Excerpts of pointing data
──────

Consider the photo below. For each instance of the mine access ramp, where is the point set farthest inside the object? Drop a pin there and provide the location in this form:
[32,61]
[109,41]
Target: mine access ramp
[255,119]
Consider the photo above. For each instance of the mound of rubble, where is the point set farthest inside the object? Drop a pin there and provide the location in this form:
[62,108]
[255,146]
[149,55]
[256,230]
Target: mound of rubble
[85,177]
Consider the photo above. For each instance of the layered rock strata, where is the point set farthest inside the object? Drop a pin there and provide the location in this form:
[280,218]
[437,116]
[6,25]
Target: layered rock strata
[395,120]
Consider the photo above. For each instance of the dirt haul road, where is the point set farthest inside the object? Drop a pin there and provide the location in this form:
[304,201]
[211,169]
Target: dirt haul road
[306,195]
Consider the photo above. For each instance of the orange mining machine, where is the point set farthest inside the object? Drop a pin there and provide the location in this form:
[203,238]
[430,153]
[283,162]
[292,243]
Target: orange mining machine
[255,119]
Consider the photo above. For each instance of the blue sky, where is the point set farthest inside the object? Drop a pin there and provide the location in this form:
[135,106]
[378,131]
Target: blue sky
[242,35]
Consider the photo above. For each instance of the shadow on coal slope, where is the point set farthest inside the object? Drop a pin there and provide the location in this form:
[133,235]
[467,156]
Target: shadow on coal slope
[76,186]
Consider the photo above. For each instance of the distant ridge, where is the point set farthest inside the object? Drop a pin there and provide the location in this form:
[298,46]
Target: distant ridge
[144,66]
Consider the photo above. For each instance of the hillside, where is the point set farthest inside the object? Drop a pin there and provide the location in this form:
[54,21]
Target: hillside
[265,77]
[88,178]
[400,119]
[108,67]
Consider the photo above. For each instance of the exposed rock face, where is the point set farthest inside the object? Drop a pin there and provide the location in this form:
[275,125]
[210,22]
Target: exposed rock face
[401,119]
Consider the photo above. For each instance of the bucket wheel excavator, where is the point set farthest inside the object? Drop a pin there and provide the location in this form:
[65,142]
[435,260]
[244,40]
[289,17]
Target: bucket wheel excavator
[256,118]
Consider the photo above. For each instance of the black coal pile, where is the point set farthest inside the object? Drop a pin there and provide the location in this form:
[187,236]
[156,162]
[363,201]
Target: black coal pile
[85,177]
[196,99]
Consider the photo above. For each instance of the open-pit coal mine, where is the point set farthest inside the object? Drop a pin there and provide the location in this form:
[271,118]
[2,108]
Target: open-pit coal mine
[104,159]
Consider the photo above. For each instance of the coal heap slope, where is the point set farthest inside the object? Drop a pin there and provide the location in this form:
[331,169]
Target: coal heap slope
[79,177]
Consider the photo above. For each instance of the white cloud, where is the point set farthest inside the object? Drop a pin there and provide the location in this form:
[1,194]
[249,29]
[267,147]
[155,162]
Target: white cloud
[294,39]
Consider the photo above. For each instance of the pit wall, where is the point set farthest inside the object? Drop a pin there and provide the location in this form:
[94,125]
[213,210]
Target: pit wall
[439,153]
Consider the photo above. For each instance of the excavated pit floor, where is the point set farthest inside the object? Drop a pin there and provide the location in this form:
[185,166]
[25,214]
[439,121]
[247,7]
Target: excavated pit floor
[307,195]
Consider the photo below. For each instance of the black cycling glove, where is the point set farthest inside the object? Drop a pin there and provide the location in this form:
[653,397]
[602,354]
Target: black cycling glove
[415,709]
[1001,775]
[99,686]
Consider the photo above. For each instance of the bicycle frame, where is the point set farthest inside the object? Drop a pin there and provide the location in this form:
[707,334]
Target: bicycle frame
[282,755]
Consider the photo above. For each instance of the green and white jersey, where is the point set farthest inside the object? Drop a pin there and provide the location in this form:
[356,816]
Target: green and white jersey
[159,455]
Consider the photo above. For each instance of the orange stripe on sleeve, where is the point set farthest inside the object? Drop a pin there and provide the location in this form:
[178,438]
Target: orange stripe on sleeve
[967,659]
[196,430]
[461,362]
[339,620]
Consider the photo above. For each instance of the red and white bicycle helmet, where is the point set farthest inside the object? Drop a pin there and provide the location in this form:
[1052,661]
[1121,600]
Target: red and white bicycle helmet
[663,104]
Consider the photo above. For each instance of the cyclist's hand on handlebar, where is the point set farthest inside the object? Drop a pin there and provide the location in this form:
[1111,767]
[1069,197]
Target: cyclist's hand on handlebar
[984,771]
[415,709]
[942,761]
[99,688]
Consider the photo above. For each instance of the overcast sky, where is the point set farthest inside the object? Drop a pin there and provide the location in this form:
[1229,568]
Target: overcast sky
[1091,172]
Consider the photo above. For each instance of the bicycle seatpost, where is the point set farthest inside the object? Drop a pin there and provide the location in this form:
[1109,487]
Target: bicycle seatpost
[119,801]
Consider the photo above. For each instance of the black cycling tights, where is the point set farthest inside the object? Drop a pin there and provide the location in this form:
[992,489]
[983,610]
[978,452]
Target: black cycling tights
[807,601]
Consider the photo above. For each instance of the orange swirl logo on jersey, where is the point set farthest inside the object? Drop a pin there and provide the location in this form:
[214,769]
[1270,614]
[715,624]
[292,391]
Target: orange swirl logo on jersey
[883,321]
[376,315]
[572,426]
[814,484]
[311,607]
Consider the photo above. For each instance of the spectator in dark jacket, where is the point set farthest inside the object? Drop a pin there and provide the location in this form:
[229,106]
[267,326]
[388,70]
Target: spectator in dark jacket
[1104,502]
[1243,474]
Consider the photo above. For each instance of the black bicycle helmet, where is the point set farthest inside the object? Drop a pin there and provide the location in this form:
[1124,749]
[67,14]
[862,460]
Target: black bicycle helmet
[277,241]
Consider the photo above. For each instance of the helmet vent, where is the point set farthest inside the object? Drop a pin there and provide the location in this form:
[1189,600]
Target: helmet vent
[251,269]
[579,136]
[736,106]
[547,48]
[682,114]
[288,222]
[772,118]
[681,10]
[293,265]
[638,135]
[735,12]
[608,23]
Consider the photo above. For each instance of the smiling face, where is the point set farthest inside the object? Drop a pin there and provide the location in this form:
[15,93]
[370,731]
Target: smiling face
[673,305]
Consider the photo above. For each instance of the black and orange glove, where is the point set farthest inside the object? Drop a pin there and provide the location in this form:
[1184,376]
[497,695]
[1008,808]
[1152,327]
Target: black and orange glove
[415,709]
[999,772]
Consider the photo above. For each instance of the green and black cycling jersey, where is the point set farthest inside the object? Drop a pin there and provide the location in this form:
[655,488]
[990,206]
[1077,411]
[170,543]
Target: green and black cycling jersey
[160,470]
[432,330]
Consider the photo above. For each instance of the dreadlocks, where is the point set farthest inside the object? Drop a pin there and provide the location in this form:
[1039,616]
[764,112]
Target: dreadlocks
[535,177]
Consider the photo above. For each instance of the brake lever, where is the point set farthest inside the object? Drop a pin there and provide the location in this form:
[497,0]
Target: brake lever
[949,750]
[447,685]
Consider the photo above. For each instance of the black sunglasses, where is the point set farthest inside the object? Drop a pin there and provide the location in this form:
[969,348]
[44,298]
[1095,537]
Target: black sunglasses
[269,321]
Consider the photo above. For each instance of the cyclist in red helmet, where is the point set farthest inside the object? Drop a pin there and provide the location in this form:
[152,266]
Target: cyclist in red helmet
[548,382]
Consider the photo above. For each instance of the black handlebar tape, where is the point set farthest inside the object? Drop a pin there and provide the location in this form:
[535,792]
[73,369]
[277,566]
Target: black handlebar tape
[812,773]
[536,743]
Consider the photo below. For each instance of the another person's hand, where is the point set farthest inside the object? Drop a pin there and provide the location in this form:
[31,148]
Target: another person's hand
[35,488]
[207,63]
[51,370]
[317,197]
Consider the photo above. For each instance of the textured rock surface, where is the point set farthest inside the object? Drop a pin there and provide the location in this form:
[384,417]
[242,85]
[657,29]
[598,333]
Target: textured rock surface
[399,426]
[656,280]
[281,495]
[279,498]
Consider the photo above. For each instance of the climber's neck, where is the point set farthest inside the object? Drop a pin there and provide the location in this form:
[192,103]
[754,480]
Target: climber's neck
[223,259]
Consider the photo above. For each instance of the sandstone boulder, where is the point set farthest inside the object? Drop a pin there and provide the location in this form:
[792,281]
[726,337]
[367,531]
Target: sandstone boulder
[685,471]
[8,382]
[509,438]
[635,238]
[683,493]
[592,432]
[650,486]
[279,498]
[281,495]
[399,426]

──────

## What is expected
Write out again, exactly, the lines from the one holding "the dreadlocks, where" through the end of the listing, with both ends included.

## Exercise result
Consider the photo above. For each instance of the dreadlocks, where is the point set farthest inside the object? Drop a pin there and provide the location in this form:
[1039,616]
[764,112]
Target: dreadlocks
[535,177]
Consider the photo above. For each instance of the brake lever, where is the point set farthest inside the object? Drop a pin there and provide the location in this form:
[497,0]
Target: brake lever
[949,750]
[447,685]
Consider the photo above. For each instance of the black sunglasses, where is the point set farthest inside the object? Drop a pin there and provide the location in this form:
[969,348]
[44,298]
[1095,537]
Target: black sunglasses
[269,321]
Consider the photo above. For each instance of the cyclist in red helmet, where is the point set farthest inside the object? Drop a pin there and provide the location in this form:
[152,266]
Target: cyclist in red helmet
[548,382]
Consider the photo above. For each instance of the black handlebar tape, where is the point set farthest inside the object? Drop a pin there and provide the location in this form:
[535,792]
[73,369]
[277,566]
Target: black handlebar tape
[812,773]
[536,743]
Consider the photo below. For each instance of the another person's hand, where is the point set farthest inside the object? Drop a pin there and provide the location in this form:
[31,148]
Target: another person's hand
[35,488]
[207,63]
[51,370]
[317,197]
Consider the photo above. For each instance of the textured rock surface, where is the point set farthest inside the object? Drop a pin there and provide the location in this form:
[384,417]
[242,85]
[657,29]
[598,333]
Target: textured rock surface
[399,426]
[656,280]
[281,495]
[279,498]
Consider the photo above. For each instance of the climber's neck, where is the point set farthest inside the object? Drop a pin there and provide the location in this form:
[192,103]
[754,480]
Target: climber's neck
[223,259]
Consider the photo above. For each instance of the sandstone boulder, where is the point set farthest inside the object? Drop a pin there and provide the location in this form:
[792,281]
[726,337]
[367,531]
Target: sandstone boulder
[685,471]
[8,382]
[509,438]
[635,238]
[683,493]
[592,432]
[650,486]
[279,498]
[281,495]
[399,426]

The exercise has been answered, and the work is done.